• _Extrait fourni_:

+ + + +

Blanche Arctique White Mountains, Alaska, Etats-Unis

18/04/2013

Mardi 16 avril : 7h30 de ski, 23 km parcourus

Environ 200 bornes entre Nenana et l'entrée des White Mountains, et pas de transport public. Le pouce levé sur le bord de la route, j'attends la bonne âme et son pick up pour me trimballer moi, Barracuda, tout mon matériel "grand froid" et ma nouvelle semaine de réserve en provisions, jusqu'aux portes du Cercle Polaire Arctique. La bonne âme prendra 2 formes : un débonnaire cuisinier cajun de la Nouvelle Orléans, qui me confie son rêve de venir étoffer ses talents dans notre pays français si "marvellous" pour les amateurs de bonne chère, et puis Georges, un charpentier de semaine, meneur de chiens de traineau le week end, parti chasser le caribou avec son attelage et ses amis dans les Brooks Range, une chaîne de montagnes encore plus au nord que mon point de chute (pour en savoir plus, voir l'onglet Rencontres). Georges me convainc de démarrer mon périple à ski au nord des White Mountains et non au sud, car c'est ce qu'il aime lui, le nord et les paysages subarctiques. Et vu que le courant passe instantanément entre nous, je lui fais confiance et lui dis "ok" sans hésiter.

Le soleil est déjà bien haut lorsque je démarre dans une forêt basse de sapins ; une bonne partie d'entre eux sont calcinés, les incendies dûs à la foudre sont fréquents en Alaska et dévorent pendant l'été des dizaines de milliers d'hectares. Rapidement l'horizon se dégage, la végétation se raréfie, comme les traces d'animaux, car je ne croise au sol que de trop rares empreintes d'orignaux. Je suis dans un désert blanc, surmonté par un soleil brillant et blanc, où ne tranche plus aucune ligne d'horizon. Tout se confond, le relief de petites collines s'applatit pour laisser la place à une immense masse lumineuse, aveuglante et glacée : je suis en Arctique, mon rêve de skier dans ces espaces immenses prend vraiment corps.

Mercredi 17 avril : 5h30 de ski, 16 km parcourus

Lové au fond de mon sac de couchage, la nuit est longue et réparatrice, à la mesure de l'épaisseur de la glace incrustée dans les parois de la tente. Il fait -15°C, je savais qu'en venant plus au nord, le mercure du thermomètre resterait profondément enfoncé dans ses moufles. Quand je rechausse les chaussures de ski, mes jambes couinent, le plastique me lacère le bas des mollets. Il faut dire que j'ai changé de chaussures (et de skis), pour adopter une paire de skis "backcountry", des skis plus "tout-terrain" et adaptés aux terrains rugues et vallonnés que je vais rencontrer.

+ + + +

• _Section des données_:
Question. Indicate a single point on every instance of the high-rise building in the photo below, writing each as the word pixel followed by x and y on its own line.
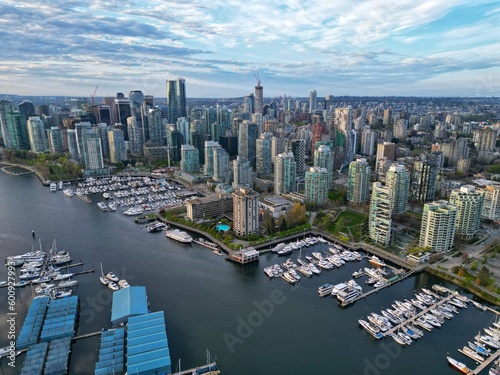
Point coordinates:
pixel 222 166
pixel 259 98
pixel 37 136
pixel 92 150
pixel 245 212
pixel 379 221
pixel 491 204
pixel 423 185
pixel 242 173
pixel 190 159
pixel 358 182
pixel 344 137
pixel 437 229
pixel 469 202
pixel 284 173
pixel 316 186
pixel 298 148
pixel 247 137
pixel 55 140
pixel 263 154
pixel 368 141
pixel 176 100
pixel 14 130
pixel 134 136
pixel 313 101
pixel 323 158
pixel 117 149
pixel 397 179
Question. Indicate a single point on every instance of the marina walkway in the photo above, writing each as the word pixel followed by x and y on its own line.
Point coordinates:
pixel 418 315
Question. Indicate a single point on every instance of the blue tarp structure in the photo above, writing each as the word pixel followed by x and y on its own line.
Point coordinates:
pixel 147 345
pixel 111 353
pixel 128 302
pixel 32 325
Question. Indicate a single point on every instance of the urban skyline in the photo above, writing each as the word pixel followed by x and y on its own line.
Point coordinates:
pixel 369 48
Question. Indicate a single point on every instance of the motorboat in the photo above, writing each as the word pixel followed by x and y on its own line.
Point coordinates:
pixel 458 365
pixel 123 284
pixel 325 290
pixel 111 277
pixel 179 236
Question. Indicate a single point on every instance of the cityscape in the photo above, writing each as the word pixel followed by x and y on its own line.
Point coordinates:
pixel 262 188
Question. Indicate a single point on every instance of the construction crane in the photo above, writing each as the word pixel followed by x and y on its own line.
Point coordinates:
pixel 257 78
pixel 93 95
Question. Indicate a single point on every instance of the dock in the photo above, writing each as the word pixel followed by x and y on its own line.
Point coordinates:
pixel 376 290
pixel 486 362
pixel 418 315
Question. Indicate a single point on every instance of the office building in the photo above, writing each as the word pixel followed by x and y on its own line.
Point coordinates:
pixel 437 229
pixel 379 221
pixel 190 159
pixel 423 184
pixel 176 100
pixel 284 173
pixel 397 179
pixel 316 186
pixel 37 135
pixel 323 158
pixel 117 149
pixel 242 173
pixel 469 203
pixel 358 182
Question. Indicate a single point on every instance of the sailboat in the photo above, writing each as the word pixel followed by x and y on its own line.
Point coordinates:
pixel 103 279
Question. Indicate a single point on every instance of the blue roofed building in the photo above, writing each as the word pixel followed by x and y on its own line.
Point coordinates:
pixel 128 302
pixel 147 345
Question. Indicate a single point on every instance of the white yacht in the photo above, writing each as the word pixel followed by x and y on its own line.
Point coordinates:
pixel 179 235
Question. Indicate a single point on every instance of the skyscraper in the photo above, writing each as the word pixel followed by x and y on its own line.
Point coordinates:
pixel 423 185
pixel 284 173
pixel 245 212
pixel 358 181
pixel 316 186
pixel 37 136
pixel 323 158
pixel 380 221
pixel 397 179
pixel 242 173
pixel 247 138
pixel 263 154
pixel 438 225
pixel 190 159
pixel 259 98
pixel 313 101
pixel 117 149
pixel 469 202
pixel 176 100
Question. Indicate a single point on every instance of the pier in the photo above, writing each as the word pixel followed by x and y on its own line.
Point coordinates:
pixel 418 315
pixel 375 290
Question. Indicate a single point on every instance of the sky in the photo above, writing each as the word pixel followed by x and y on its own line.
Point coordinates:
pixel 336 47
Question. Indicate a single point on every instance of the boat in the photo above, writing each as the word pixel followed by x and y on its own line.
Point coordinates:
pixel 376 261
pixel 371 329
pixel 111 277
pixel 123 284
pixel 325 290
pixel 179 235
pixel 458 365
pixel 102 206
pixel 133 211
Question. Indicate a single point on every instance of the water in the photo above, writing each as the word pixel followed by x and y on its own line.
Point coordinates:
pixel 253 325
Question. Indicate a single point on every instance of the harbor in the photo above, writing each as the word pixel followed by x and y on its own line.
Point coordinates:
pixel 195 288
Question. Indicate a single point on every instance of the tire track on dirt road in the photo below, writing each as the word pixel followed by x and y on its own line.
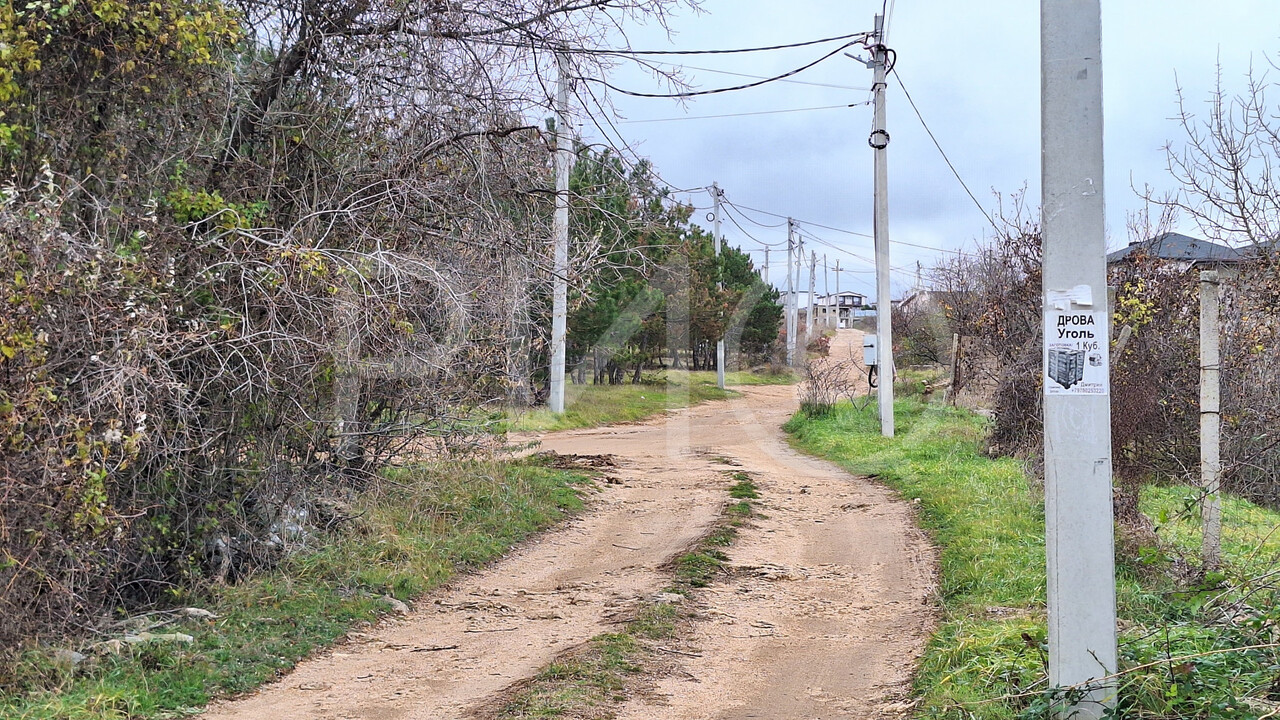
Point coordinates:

+ + + +

• _Tâche donnée 1_:
Répondez à ces questions sur le récit de ski en Alaska.
(a) Combien de kilomètres sont parcourus le mardi 16 avril ?
(b) Quel métier Georges exerce-t-il en semaine ?
(c) Quelle température fait-il le mercredi 17 avril ?
• _Tâche donnée 2_:
Poursuivez, s'il vous plaît, le récit de ski dans les White Mountains après sa dernière phrase.
La liste n'a aucun rôle ici.

• _Résultat de l'exercice 1_:
(a) 23 km.
(b) Il est charpentier.
(c) Il fait -15 °C.

• _Résultat de l'exercice 2_:
Je me couvre chaudement, mets ma cagoule, mon masque, et ferme tout espace qui permettrait à l'air de rentrer : le vent, à défaut d'être violent (aux alentours de 50 km/h), n'est arrêté par rien sur ces espaces déserts, et givre tout ce qui dépasse. Cela donne un spectacle magnifique. Sous mes skis la neige durcie est sculptée et cartonnée par l'air qui se déplace, je vois y progresser des rafales composées d'une horde innombrable de grains de neige, elles viennent gifler et recouvrir tout obstacle qui se présente, dont mon corps et ma luge. Je souris : je suis exactement là où je souhaite être, tout me pousse à m'enfoncer encore plus loin dans ces terres isolées.

A l'est s'élève une chaîne de montagnes qui a l'air de dépasser d'un millier de mètres environ la plaine où je me trouve, je m'y dirige droit dessus. Je camperai à son pied, et profiterai des dernières lumières chaudes du soleil, qui enfin offre à 10h30 du soir une couleur à ce paysage dantesque, un rose saumon qui coiffe les sommets les plus élevés, face à moi.

Jeudi 18 avril : 4h30 de ski, 14 km parcourus

La carte sommaire que j'ai entre les mains doit avoir raison : pour traverser cette chaîne de montagnes, il va falloir grimper un col qui se trouve là-bas en haut, vers le nord-est. Je démarre assez tôt, car je ne connais pas trop la configuration du terrain. Vu le vent toujours présent, il ne serait pas bon que je me trouve obligé à dresser la tente en pleine pente, sans rien pour me protéger des courants glacés de l'air arctique.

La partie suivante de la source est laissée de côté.